Task list:
A) Which three records does the first White Chalk review call the writer's all-time favorites?
B) Reproduce everything in the White Chalk reviews from "Like the old" down to "in their intensity.".
C) Write the next part of the White Chalk reviews, picking up after the final sentence given.

Text:
==*==
I thought her special brand of genius had been dulled but White Chalk is a return to total form and an utter joy.
Dry, Rid Of Me and Four-Track demos were three of my all time favourites but I haven't truly connected with anything of PJ's since then.
I'm not suggesting the last 4 albums were bad but, for me, they had lost the "edge" I really loved in her music.
Suddenly.....wallop....here is White Chalk. I first heard "When Under Ether" and "The Piano" on the radio without knowing who it was and fell in love with them almost immediately. Totally different and very much "out-there", this is quite a departure and all the better for it.
My joy is rekindled.
This album is exceptional.
I'm so very pleased :)
A Voice in the Dark
"A voice comes to one in the dark.
Imagine."
Samuel Beckett (Company 1980).
....and here we have the voice of Polly Harvey. Stripped Bare.
Like the old woman in the rocking chair in Beckett's 'Rockaby';
alone listening to the cracked sound of her own voice.
Memory. Longing. Loss. Hope. Futility.
This is indeed a dark place but a place without artifice. The intimacy
at times almost unbearable.
These 11 songs are an extraordinary addition to Ms Harvey's canon.
Compressed, fleeting evocations; almost suffocating at times in their intensity.
The mood of the album is sustained throughout without respite.
Simple piano/guitar accompaniment, supported by uncluttered additional
instrumentation and vocals. The production unintrusive.
'Dear Darkness', 'When Under the Ether', 'Silence', 'The Piano',
and the superlative 'The Mountain' just some of the highpoints
in a work of claustrophobic genius.
==*==
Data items
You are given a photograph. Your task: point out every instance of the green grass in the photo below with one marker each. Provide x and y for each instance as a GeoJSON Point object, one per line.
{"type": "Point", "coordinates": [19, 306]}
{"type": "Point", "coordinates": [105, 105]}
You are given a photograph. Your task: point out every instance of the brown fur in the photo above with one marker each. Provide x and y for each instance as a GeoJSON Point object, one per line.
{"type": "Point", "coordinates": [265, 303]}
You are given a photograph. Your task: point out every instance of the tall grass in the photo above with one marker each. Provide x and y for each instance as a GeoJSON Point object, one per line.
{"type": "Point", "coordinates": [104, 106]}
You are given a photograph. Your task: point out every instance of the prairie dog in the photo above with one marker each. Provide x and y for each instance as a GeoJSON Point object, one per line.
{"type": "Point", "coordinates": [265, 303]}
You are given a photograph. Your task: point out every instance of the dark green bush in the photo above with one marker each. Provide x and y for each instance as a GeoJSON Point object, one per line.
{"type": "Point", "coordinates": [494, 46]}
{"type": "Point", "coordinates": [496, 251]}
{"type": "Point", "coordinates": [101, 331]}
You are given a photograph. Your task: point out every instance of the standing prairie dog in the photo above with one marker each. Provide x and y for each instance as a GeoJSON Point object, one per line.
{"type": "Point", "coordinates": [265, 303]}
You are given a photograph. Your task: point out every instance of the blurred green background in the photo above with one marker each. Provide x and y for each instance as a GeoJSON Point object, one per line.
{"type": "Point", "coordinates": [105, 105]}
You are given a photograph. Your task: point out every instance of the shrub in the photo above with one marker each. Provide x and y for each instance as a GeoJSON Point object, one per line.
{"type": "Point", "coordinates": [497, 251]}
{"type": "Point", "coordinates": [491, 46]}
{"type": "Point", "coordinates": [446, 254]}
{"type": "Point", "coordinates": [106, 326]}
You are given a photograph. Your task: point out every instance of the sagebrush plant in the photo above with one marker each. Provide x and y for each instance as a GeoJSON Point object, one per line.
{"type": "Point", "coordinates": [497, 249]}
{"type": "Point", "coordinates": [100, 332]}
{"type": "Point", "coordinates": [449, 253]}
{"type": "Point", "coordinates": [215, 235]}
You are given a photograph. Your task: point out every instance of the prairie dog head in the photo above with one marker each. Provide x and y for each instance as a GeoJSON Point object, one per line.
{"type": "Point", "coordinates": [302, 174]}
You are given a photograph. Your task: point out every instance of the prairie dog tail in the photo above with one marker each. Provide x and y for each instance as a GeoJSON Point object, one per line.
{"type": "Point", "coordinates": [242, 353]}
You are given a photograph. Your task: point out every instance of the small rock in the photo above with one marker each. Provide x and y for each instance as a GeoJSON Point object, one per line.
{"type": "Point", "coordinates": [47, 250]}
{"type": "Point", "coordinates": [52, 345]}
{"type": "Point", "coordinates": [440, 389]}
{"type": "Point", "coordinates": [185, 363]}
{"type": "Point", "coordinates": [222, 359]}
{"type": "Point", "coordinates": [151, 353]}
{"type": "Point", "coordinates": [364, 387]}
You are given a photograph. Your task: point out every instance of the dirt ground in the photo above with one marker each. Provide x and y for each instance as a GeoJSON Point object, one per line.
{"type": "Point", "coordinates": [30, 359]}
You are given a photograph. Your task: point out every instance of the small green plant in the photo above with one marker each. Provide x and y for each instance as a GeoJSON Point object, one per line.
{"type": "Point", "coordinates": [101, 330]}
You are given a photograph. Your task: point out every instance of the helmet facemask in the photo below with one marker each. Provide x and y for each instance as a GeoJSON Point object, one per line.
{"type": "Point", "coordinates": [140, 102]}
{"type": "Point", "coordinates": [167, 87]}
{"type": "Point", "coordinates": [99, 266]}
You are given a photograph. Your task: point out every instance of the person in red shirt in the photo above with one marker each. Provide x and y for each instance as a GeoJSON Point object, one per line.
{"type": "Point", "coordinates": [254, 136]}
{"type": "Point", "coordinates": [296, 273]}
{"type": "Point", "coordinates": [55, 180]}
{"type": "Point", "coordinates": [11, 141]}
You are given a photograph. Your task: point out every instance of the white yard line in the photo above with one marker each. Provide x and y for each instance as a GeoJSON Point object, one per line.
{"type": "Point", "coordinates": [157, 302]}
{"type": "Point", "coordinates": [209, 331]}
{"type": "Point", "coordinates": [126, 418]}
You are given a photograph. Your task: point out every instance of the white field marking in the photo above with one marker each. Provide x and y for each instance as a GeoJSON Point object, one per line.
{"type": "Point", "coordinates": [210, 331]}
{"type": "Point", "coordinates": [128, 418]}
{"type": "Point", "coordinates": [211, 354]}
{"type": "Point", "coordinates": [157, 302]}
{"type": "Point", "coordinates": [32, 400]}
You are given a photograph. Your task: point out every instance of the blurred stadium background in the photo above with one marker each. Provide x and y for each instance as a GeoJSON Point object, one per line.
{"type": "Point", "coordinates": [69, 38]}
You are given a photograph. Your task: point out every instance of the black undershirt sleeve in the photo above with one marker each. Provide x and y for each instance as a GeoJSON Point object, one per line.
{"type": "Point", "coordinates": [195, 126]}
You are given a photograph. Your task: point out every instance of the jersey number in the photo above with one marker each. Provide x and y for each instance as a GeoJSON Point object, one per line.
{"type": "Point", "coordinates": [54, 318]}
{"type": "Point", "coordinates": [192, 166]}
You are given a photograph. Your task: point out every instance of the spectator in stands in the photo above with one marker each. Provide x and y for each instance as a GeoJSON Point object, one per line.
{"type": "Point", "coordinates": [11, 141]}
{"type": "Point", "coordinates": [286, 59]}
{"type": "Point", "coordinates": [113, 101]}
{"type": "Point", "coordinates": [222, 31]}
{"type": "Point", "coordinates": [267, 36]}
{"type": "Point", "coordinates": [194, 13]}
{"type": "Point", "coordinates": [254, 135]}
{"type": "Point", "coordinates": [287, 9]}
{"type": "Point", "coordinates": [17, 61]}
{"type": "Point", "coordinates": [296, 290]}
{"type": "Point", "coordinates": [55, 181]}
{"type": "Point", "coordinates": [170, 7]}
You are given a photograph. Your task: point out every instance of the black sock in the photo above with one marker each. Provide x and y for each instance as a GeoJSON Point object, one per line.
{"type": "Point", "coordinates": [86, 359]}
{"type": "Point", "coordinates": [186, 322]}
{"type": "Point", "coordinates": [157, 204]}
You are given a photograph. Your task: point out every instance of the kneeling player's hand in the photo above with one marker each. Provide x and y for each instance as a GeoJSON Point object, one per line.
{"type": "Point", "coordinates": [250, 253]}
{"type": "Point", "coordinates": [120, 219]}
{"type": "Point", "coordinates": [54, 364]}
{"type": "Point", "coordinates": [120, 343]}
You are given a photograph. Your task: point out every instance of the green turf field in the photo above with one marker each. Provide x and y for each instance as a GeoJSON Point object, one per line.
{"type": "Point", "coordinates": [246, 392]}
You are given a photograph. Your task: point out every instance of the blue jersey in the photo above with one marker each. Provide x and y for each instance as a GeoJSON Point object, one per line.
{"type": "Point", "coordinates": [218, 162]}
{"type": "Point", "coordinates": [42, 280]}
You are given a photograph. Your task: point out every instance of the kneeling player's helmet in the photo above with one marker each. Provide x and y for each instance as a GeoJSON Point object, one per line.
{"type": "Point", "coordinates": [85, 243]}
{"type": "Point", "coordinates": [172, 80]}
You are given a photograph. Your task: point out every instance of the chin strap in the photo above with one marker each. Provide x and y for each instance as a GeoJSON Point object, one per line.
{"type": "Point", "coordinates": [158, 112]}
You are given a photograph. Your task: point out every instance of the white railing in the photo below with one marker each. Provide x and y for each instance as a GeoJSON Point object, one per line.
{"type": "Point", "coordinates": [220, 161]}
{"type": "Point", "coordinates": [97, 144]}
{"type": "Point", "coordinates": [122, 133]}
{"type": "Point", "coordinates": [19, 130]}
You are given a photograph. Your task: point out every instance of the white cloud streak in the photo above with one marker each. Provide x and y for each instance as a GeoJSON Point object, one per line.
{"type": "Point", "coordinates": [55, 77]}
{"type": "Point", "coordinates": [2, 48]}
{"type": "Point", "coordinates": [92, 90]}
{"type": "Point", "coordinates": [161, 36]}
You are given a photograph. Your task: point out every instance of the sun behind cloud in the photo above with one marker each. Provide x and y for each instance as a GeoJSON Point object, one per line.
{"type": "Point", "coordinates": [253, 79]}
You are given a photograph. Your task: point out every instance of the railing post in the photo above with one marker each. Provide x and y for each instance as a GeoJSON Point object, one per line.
==*==
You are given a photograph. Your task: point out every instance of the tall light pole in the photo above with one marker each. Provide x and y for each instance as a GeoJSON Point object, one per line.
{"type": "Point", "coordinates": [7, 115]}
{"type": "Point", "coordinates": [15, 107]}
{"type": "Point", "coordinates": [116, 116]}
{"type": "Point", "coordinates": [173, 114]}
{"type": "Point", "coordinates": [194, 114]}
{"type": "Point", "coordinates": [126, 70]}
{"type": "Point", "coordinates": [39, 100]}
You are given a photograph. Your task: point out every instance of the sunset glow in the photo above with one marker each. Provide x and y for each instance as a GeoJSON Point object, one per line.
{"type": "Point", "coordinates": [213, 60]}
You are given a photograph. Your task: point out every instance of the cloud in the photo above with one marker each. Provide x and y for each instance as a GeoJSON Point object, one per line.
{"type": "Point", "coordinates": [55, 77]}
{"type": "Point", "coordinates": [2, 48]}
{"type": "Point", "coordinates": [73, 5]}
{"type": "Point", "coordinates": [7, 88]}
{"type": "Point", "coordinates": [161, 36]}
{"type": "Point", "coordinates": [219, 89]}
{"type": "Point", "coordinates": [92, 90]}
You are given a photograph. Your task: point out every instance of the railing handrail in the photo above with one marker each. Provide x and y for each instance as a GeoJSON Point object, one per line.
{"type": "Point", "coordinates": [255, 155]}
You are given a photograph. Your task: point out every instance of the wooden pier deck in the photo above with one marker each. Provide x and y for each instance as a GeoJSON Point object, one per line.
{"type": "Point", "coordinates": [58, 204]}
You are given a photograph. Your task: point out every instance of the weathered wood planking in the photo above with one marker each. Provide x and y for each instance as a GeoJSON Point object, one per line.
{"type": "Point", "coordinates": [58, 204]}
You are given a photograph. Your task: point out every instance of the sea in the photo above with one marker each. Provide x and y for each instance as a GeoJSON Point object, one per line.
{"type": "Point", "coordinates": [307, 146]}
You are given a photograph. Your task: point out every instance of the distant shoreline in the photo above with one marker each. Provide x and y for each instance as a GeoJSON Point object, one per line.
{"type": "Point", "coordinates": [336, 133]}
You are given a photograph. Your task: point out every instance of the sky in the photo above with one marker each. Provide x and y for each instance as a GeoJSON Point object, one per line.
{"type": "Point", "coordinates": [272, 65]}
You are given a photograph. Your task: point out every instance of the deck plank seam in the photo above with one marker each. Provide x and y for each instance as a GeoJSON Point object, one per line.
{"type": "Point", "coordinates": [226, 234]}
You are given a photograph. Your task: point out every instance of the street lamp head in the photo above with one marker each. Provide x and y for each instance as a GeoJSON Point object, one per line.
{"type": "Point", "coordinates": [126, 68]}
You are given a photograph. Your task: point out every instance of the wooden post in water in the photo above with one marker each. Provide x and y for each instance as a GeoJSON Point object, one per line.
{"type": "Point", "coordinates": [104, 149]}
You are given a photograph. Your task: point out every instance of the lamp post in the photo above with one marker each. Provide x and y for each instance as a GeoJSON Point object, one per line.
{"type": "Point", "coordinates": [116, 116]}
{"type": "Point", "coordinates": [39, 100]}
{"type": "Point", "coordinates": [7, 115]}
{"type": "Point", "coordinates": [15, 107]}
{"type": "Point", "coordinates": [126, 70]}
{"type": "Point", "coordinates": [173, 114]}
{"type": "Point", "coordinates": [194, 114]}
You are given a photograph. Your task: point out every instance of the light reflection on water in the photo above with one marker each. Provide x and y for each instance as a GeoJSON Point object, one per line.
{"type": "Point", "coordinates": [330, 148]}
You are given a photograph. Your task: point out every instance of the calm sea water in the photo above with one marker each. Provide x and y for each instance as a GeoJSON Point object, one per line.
==*==
Expected outputs:
A) Dry, Rid Of Me and Four-Track demos.

B)
Like the old woman in the rocking chair in Beckett's 'Rockaby';
alone listening to the cracked sound of her own voice.
Memory. Longing. Loss. Hope. Futility.
This is indeed a dark place but a place without artifice. The intimacy
at times almost unbearable.
These 11 songs are an extraordinary addition to Ms Harvey's canon.
Compressed, fleeting evocations; almost suffocating at times in their intensity.

C)
A highpoint in the career of this hugely talented woman.
A small masterpiece indeed.
"And how better in the end labour lost and silence.
And you as you always were.
Alone".
Samuel Beckett (Company 1980).
Ethereal in the truest sense
Most of the reviews of this album - both amateur and pro - have tended to focus on the effect rather than the content of these songs. It's true that the shift to piano and away from guitar is a departure, and her switch to a more ethereal vocal style may come as a surprise.
Yet ethereal is precisely what this album is. "When Under Ether" seems to recall an abortion endured semi-conscious while a child's life slips away into nothingness; in other songs she yearns for the companionship of the dead or or begs something unseen for forgiveness. She has "blood on her hands": the white chalk of her native Dorset hills sticks to her shoes. She laments her loss and pain like a banshee or a tragic Hardy heroine.
The haunting subject matter may be oblique to some, though the strange and swirling melodies and almost choral purity of her voice may bewitch those who have not encountered Harvey's music before. As an exploration of a particular kind of female agony, this set of songs is almost without parallel.